WRITTEN INSTRUCTION - Write out all of the data below word for word, but leave the pictures out.
-- begin --
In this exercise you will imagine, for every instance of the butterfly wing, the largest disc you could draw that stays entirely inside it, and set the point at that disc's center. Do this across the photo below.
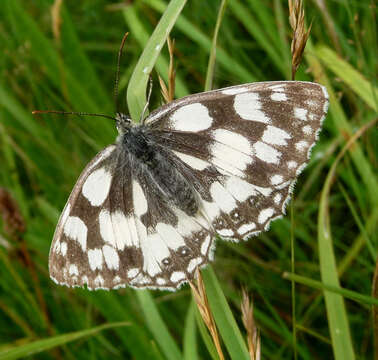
(117, 229)
(73, 250)
(258, 137)
(239, 149)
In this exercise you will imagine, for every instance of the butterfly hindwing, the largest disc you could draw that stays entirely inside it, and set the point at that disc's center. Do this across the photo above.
(75, 259)
(145, 211)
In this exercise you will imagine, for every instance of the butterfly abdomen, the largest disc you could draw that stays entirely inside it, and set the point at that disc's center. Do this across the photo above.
(150, 158)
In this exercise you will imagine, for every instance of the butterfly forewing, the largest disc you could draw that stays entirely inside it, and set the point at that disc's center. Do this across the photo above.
(257, 137)
(221, 162)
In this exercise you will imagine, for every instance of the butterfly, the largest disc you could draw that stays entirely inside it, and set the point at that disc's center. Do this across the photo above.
(146, 210)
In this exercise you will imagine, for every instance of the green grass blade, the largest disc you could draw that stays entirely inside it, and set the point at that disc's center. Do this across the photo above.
(49, 343)
(136, 90)
(205, 336)
(157, 326)
(344, 71)
(349, 294)
(190, 334)
(212, 57)
(138, 30)
(336, 312)
(204, 42)
(224, 319)
(342, 125)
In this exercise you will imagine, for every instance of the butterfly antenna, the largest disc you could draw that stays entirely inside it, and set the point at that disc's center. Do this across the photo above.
(116, 82)
(35, 112)
(148, 99)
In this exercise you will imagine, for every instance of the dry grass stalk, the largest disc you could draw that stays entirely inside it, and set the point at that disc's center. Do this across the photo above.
(169, 93)
(56, 18)
(300, 35)
(199, 294)
(253, 337)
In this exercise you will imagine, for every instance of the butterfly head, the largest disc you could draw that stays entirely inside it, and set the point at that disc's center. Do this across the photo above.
(123, 123)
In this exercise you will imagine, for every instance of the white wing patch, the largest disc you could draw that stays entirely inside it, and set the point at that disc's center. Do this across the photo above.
(96, 186)
(193, 117)
(275, 136)
(248, 107)
(192, 161)
(267, 153)
(139, 199)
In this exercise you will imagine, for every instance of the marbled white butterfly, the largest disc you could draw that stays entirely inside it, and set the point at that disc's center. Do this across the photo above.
(145, 210)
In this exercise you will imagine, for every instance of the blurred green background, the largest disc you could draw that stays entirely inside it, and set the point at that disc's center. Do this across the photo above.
(62, 55)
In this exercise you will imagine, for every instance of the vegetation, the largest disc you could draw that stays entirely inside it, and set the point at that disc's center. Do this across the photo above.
(311, 276)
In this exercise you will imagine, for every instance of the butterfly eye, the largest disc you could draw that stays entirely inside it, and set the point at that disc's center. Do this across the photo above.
(123, 122)
(166, 261)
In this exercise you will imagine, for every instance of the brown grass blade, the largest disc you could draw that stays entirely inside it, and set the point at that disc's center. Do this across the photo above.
(199, 294)
(169, 92)
(253, 337)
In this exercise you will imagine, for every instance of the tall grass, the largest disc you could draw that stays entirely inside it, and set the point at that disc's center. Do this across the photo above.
(334, 210)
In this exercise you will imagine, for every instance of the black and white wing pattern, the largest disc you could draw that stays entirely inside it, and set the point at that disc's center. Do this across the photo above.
(146, 210)
(258, 137)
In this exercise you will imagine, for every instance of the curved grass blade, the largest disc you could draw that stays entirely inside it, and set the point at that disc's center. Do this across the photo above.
(349, 294)
(337, 317)
(190, 333)
(157, 326)
(213, 52)
(139, 31)
(226, 60)
(136, 91)
(224, 319)
(362, 87)
(45, 344)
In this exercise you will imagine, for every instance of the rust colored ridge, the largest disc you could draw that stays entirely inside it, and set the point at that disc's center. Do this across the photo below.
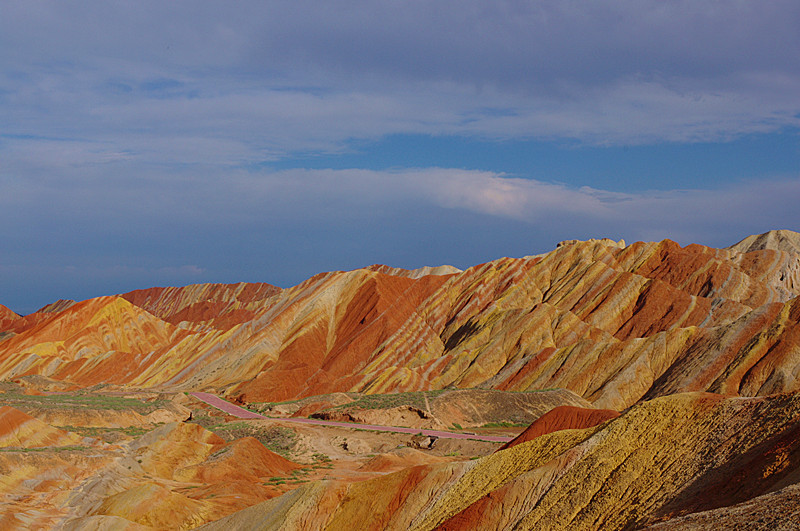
(562, 418)
(664, 458)
(103, 340)
(218, 305)
(18, 429)
(346, 316)
(245, 459)
(778, 240)
(10, 321)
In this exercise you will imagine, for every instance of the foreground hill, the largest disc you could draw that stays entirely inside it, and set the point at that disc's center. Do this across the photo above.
(664, 458)
(612, 323)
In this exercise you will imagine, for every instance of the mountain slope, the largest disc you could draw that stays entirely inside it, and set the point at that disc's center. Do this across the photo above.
(612, 323)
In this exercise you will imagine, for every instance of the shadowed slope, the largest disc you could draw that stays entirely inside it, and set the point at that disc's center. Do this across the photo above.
(563, 418)
(218, 305)
(611, 323)
(667, 457)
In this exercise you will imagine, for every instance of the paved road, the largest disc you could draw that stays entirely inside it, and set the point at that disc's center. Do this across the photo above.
(242, 413)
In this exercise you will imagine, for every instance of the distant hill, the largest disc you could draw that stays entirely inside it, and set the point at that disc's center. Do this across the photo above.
(613, 323)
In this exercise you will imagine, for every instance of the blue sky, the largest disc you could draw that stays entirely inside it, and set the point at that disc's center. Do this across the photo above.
(168, 143)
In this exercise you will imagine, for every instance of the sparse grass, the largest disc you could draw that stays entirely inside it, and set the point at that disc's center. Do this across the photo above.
(45, 449)
(81, 401)
(275, 438)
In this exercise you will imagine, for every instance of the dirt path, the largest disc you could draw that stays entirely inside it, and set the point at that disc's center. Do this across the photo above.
(242, 413)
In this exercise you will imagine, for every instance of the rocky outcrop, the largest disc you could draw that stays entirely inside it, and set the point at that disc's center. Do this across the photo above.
(612, 323)
(668, 457)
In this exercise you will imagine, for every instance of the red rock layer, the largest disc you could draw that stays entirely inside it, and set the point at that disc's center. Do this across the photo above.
(219, 305)
(611, 323)
(562, 418)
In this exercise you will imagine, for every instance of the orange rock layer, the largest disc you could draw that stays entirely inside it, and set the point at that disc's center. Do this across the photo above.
(612, 323)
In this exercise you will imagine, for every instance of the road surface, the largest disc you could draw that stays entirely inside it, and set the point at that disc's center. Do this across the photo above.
(243, 413)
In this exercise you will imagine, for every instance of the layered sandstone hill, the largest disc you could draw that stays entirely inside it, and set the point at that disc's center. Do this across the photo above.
(612, 323)
(674, 455)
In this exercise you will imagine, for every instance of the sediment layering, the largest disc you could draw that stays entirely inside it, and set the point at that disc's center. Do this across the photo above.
(673, 373)
(612, 323)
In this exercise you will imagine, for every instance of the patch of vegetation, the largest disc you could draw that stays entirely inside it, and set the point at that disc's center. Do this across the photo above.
(391, 400)
(109, 435)
(81, 401)
(91, 431)
(505, 424)
(45, 449)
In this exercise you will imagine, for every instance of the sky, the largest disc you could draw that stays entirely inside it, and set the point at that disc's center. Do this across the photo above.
(150, 143)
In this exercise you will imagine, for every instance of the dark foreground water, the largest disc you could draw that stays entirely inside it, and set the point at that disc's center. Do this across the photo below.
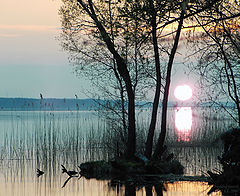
-- end --
RESULT OF THIS EXERCISE -
In this exercise you will imagine, for every instance of the butterfly wing, the largest disc you could draw that stays entirely inside it, and set the point at that disc's center. Do this across the photo below.
(117, 229)
(73, 250)
(258, 137)
(239, 149)
In this exercise you will imagine, for every instance of the butterfly hindwing, the largest disc you could draw that stays entirely inside it, and set the point at that disc's center. Do this across the photo above.
(75, 259)
(145, 211)
In this exercise you will imagine, for every instance of the butterfly abdomen, the largest disc you could draw that stays entirely inside it, and set the point at that disc's center. Do this across the photo above.
(150, 158)
In this exercise you will imagine, for every instance of the butterfly forewing, the largest disc you could draw that stays entirely inside it, and set the point at that disc's center. Do this across the photo above.
(257, 137)
(221, 162)
In this exercise you will imagine, for every instance of the butterfly, the largest disc you could draw that stays entirely inside it, and set the point at that disc's center. Do this across the photo above.
(146, 210)
In this exercise you will imagine, for every instance of the green grass blade, the largest disc you could draw that stays entirely inside it, and set the point at that disc's center. Do this across the photo above.
(49, 343)
(136, 90)
(205, 336)
(157, 326)
(344, 71)
(349, 294)
(190, 334)
(212, 57)
(138, 30)
(336, 312)
(204, 42)
(224, 319)
(342, 125)
In this exercise you will imagine, for every instance of the butterfly antenna, the largest disc you could draw that stays entirely inside it, and set the point at that disc's center. Do this across the photo above.
(116, 82)
(35, 112)
(148, 99)
In this exercise you will imagine, for every instance of the dry grass stalk, the largest disc you could draw that stays entirely inside it, and set the point at that disc's center. Do this across the photo above.
(169, 93)
(56, 18)
(300, 35)
(199, 294)
(253, 337)
In this exercise you will imagine, for every instance of the butterfly head, the largest disc you could draw that stays entirely inside it, and set the point at that disc's center. Do this across the photo above.
(123, 123)
In this exercise you will imagine, for every instance of the white wing patch, the largest disc you could draw that stays entirely inside it, and set the point at that disc's center. Do this across the photo above.
(96, 186)
(193, 117)
(275, 136)
(248, 107)
(192, 161)
(267, 153)
(139, 199)
In this exercise you will imagine, for every instance of the marbled white butterfly, the largest disc you could draw that stays entirely inside it, and set the point at that disc's center. Do this across the photo above.
(145, 210)
In this exercise you will imagine, for every instance of the blurred green background, the largest disc you could draw that stays entirely inside it, and set the point at that disc's center. Do this across the photo above.
(62, 55)
In this exercise you will imagine, for every instance of the vegetation, the largest disc you could draw that stays entirely inside it, and set the point at that disc's center. Do this across the photo above.
(311, 276)
In this exercise you will imagine, for every instance of the butterfly eye, the largest disc you could draw that stays entirely inside it, and set the point at that disc's center. Do this across the photo above.
(123, 122)
(166, 261)
In this exercise you will imagine, for every instance of the brown grass blade, the largest disc you could draw that stays entirely inside it, and set the point at that disc's center. Do this across the photo above.
(199, 294)
(169, 92)
(253, 337)
In this exercise you will imagine, for every instance of the tall grass, the largest disc you could draw that stays entirely inside it, and set the point at that disc's center. Do this across the photo above.
(334, 210)
In this exercise you will imagine, for every instance of the black and white wing pattern, the largest disc you could draw that stays entirely inside it, and set the point at that disc's center. Do this across the photo above.
(146, 210)
(258, 137)
In this exercise you will imagine, for every instance of the curved grass blade, the largest disc you could draw that stays entirely inside it, and set the point at that disc's center. Do this across the photo above.
(349, 294)
(337, 317)
(190, 333)
(157, 326)
(213, 52)
(139, 31)
(226, 60)
(136, 91)
(224, 319)
(362, 87)
(45, 344)
In this exercise you will imagine, for every instance of the rust colored ridge, the largest disc you could draw that stays entirely inside it, and set the point at that disc's center. Do this across the photo below.
(562, 418)
(664, 458)
(103, 340)
(218, 305)
(18, 429)
(346, 316)
(245, 459)
(778, 240)
(10, 321)
In this exercise you will imagine, for every instance of the foreground hill, the largest disc you could draw that stays entirely inside it, and set the point at that disc's center. Do this across the photo above.
(664, 458)
(612, 323)
In this exercise you will imagine, for every instance of the mountain slope, the largest disc you could draw that stays entirely inside it, and set the point at that disc's center. Do this across the photo above.
(612, 323)
In this exercise you will imagine, for every instance of the shadowed slope, the largest disc you could draw that stays entirely inside it, and set the point at that disc's center. Do this across the photo above.
(563, 418)
(218, 305)
(611, 323)
(667, 457)
In this exercise you will imagine, for every instance of the paved road, the largest disc you could draw that stays entirely inside it, and set the point at that disc's center. Do this across the photo above.
(242, 413)
In this exercise you will imagine, for every instance of the distant hill, the largest disc you could draw that stays entirely inside it, and set the point at that disc's center. Do this across the photo above.
(613, 323)
In this exercise you will imagine, for every instance of the blue sky, the largest disc you could draw that stays entirely inside it, and set the point at that disc's center. Do this across the photo above.
(168, 143)
In this exercise you will imagine, for every instance of the sparse grass, the largest disc you could draw that stays entirely inside it, and set the point at that disc's center. Do this across the photo above.
(45, 449)
(81, 401)
(275, 438)
In this exercise you will imagine, for every instance of the dirt path, the largest disc you could draw that stays entirely inside it, and set the point at that disc's center. Do this across the photo above.
(242, 413)
In this exercise you will imagine, for every instance of the rocky outcrop, the largest disc you could draw that stays entirely inside it, and set the point at that disc's center. Do this across the photo above.
(612, 323)
(668, 457)
In this exercise you will imagine, for every instance of the red rock layer, the largest disc you could draw that stays entirely inside it, and set the point at that disc's center. Do this across the photo above.
(219, 305)
(611, 323)
(562, 418)
In this exercise you will imagine, for every instance of the orange rock layer, the largest disc you could draw that stays entirely inside it, and set the point at that disc's center. Do this across the photo above.
(612, 323)
In this exercise you will imagine, for every instance of the road surface, the largest disc you could draw that stays entirely inside it, and set the point at that disc's center. Do this across the photo above.
(243, 413)
In this exercise you will imagine, for every instance of the layered sandstone hill, the largest disc you could draw that stays entirely inside it, and set the point at that disc's center. Do this across the photo above.
(612, 323)
(674, 455)
In this exercise you will imagine, for every instance of the sediment layering, the largest disc you could draw that stays entirely inside it, and set the point at that disc's center. Do this across the photo above.
(673, 373)
(612, 323)
In this exercise you will imagine, for every instance of the patch of vegetation, the largest disc you could draw that stays entirely inside it, and set the point at that disc's center. Do this across the photo above.
(391, 400)
(109, 435)
(81, 401)
(91, 431)
(505, 424)
(45, 449)
In this exercise you will imagine, for every instance of the sky, the largest disc you could draw that stays entirely inside it, and set the point at that disc's center. Do this across the photo above.
(150, 143)
In this exercise you will imagine, for every instance of the dark foreground water, the largest disc you could draw that stays entirely inside it, and set the point at that disc's center. Do this across the photo below.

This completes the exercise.